* Tarefa solicitada 1
Quem é Mirvel, segundo o texto fornecido?
* Tarefa solicitada 2
No texto fornecido, reproduza o trecho de "Já a parte dedicada" a "demarcar território.", alterando "instinto animal" para "impulso primitivo".

* Texto fornecido

=======

Para tanto, o autor contrapõe dois personagens que representam estas formas opostas de ver a obra sadiana. Assim Albert S., o líder de um grupo de turistas que praticam o turismo sexual em terras brasileiras, é o personagem que encarna a visão comum da obra de Sade; uma visão que foi construída por meio de psiquiatras como Krafft-Ebing, que ajudaram a popularizar o termo sadismo; que desde o século XIX já era bastante popular. No Dicionário Universal de Boiste, de 1834, por exemplo, o sadismo já era definido como: “Aberração horrível do deboche; sistema monstruoso e antissocial que revolta a natureza”. Por outro lado, por meio do personagem Mirvel, um escritor alcoólatra francês que está no Brasil pesquisando o turismo sexual, se destaca análises do pensamento e da obra de Sade feitas por pensadores que melhor interpretaram sua obra, como Bataille e os surrealistas, e que mostraram o grande valor de Sade, se opondo a uma interpretação essencialmente psiquiátrica de sua obra, e pondo em relevo aquilo que escapou às análises psiquiátricas: sua imensa liberdade de criação, em que a moral não é obstáculo algum.
Não podemos também
esquecer que o autor contribui com suas análises para uma melhor interpretação
da obra sadiana, criando uma visão filosófica própria, principalmente quando
põe em relevo o sexo como um caminho de autoconhecimento, como uma espécie de epifania
que nos leva a tomar consciência de nossa dimensão natural, ou quando aplica o
pensamento de Sade aos tempos de hoje, em plena era da internet com seus
milhares de sites dedicados as formas mais bizarras de sexo.
Já a parte dedicada a
sexualidade humana ganha ar de livro de autoajuda, pois leva o leitor a
descobrir o que há por trás de comportamentos que passa por nós despercebidos, como
no diálogo seguinte:
- E nunca lhe aconteceu que aquela mulher que você tanto
desejava, mas que nunca lhe dava a menor atenção, quando você estava sozinho,
passou inesperadamente a lhe seduzir, quando lhe viu acompanhado de uma outra
mulher?
- Sim, inúmeras vezes. O que me causava certa irritação, já
que estando acompanhado, eu pouco podia fazer para conquistá-la.
- Pois é, isso nada mais é do que um instinto animal: o de
demarcar território.
- Como?
- Demarcar território nada mais é do que quando o animal, por
meio de alguns artifícios, como arranhaduras em árvores e, ou, quando ele
espalha seu cheiro, por meio da urina, avisa aos outros machos, intrusos, de
sua espécie, que aquele lugar é seu pedaço, que as fêmeas são suas e que ele
manda ali. O mesmo fazem algumas mulheres, embora não aconteça da fêmea ter
essa atitude em outra espécie animal; mas na espécie humana as fêmeas ganharam
certa autonomia biológica com relação aos machos, principalmente com relação ao
sexo, fazendo com que elas tenham certas atitudes parecidas com as do macho,
com relação à sexualidade.

=======

* Informações extraídas
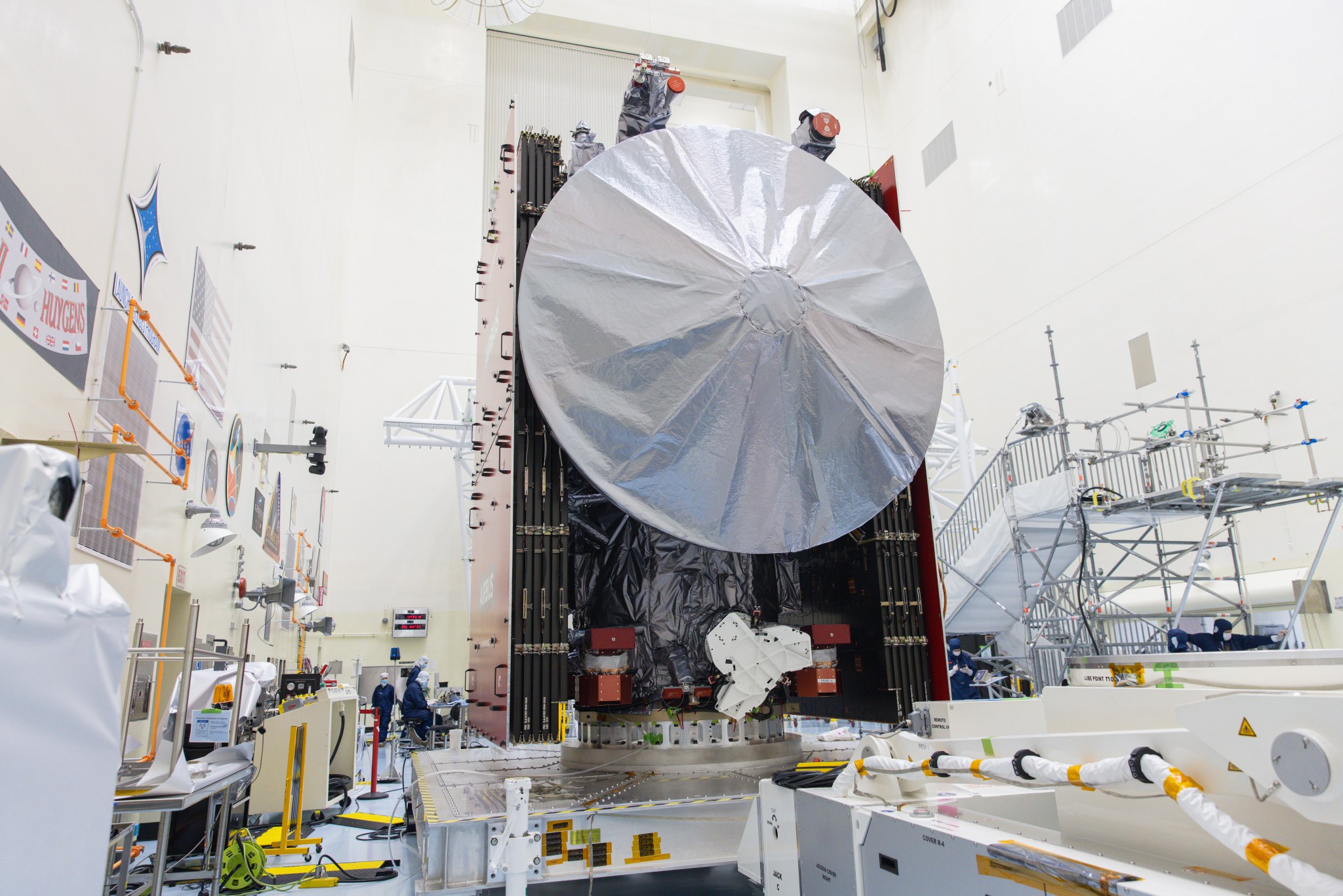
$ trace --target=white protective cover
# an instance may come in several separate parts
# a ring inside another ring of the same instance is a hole
[[[51,513],[79,465],[47,447],[0,447],[0,717],[8,807],[0,813],[7,893],[102,892],[121,764],[121,678],[130,610],[94,564],[70,566],[71,523]],[[52,814],[54,813],[54,814]],[[52,827],[52,818],[59,823]],[[47,819],[46,822],[43,819]]]

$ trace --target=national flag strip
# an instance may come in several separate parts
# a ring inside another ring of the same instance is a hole
[[[196,261],[192,283],[191,328],[187,333],[187,369],[200,382],[200,396],[216,418],[224,404],[228,382],[228,356],[232,343],[232,320],[215,292],[208,271]]]

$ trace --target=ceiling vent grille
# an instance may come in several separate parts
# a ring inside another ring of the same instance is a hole
[[[134,343],[132,343],[134,344]],[[95,442],[110,439],[95,435]],[[128,570],[134,568],[136,545],[125,539],[114,539],[99,524],[102,494],[107,484],[107,458],[89,462],[85,476],[83,506],[79,510],[78,544],[89,553],[111,560]],[[118,454],[111,469],[111,500],[107,501],[107,525],[120,527],[130,537],[140,532],[140,494],[145,488],[145,466],[129,454]]]
[[[121,355],[126,347],[126,318],[109,314],[106,348],[102,352],[102,375],[98,377],[98,416],[107,423],[115,423],[128,433],[136,434],[140,445],[148,445],[149,424],[144,418],[126,407],[117,395],[121,382]],[[130,360],[126,363],[126,395],[140,402],[149,416],[154,415],[154,390],[158,384],[158,359],[145,345],[140,333],[130,334]]]
[[[1058,11],[1058,43],[1066,56],[1096,26],[1115,12],[1112,0],[1070,0]]]
[[[924,146],[924,187],[937,180],[937,175],[947,171],[951,163],[956,161],[956,122],[948,121],[941,133]]]

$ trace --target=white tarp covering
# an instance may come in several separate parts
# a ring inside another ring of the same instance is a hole
[[[626,140],[571,177],[528,244],[518,339],[594,485],[740,553],[870,520],[941,399],[937,313],[900,231],[830,165],[732,128]]]
[[[191,673],[191,690],[187,699],[187,711],[195,712],[211,705],[215,696],[215,685],[234,684],[238,680],[238,665],[230,664],[222,670],[196,669]],[[275,665],[271,662],[248,662],[243,669],[243,693],[238,701],[243,716],[251,715],[261,700],[262,688],[275,680]],[[239,744],[236,747],[220,747],[203,756],[199,762],[187,762],[185,755],[177,756],[176,764],[169,767],[172,760],[172,733],[177,724],[177,700],[181,695],[181,676],[173,684],[172,699],[168,701],[168,712],[164,715],[158,729],[158,747],[154,750],[154,760],[149,768],[136,780],[128,782],[124,787],[136,791],[140,797],[168,797],[175,794],[189,794],[193,790],[231,774],[251,762],[252,744]],[[236,711],[235,707],[234,711]],[[187,721],[187,737],[191,737],[191,720]],[[203,772],[208,767],[210,775]],[[144,791],[144,793],[138,793]]]
[[[64,520],[50,501],[62,478],[79,484],[71,455],[0,447],[0,717],[13,725],[0,813],[8,893],[102,892],[121,764],[130,610],[98,567],[70,566],[78,501]]]

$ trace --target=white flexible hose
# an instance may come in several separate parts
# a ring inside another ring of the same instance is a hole
[[[1203,789],[1160,756],[1143,756],[1143,774],[1160,782],[1166,795],[1217,842],[1242,856],[1299,896],[1343,896],[1343,880],[1287,854],[1287,846],[1264,840],[1213,805]]]
[[[1241,825],[1225,811],[1213,805],[1203,789],[1193,778],[1155,754],[1142,756],[1142,770],[1148,780],[1156,782],[1175,805],[1219,844],[1241,856],[1248,862],[1283,884],[1297,896],[1343,896],[1343,881],[1326,875],[1313,865],[1292,858],[1287,846],[1264,840],[1253,830]],[[970,756],[937,756],[909,762],[885,756],[855,759],[843,767],[831,785],[841,797],[853,794],[860,775],[877,774],[909,775],[936,774],[975,775],[976,778],[997,778],[1013,783],[1072,785],[1074,787],[1097,789],[1136,780],[1129,766],[1129,756],[1115,756],[1076,766],[1053,762],[1041,756],[1022,756],[1021,770],[1029,778],[1019,776],[1013,767],[1013,759]]]

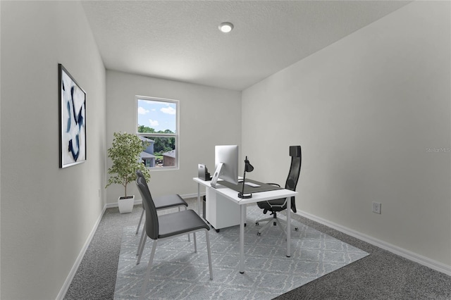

=======

* Resposta 1
Um escritor alcoólatra francês que está no Brasil pesquisando o turismo sexual.

* Resposta 2
Já a parte dedicada a
sexualidade humana ganha ar de livro de autoajuda, pois leva o leitor a
descobrir o que há por trás de comportamentos que passa por nós despercebidos, como
no diálogo seguinte:
- E nunca lhe aconteceu que aquela mulher que você tanto
desejava, mas que nunca lhe dava a menor atenção, quando você estava sozinho,
passou inesperadamente a lhe seduzir, quando lhe viu acompanhado de uma outra
mulher?
- Sim, inúmeras vezes. O que me causava certa irritação, já
que estando acompanhado, eu pouco podia fazer para conquistá-la.
- Pois é, isso nada mais é do que um impulso primitivo: o de
demarcar território.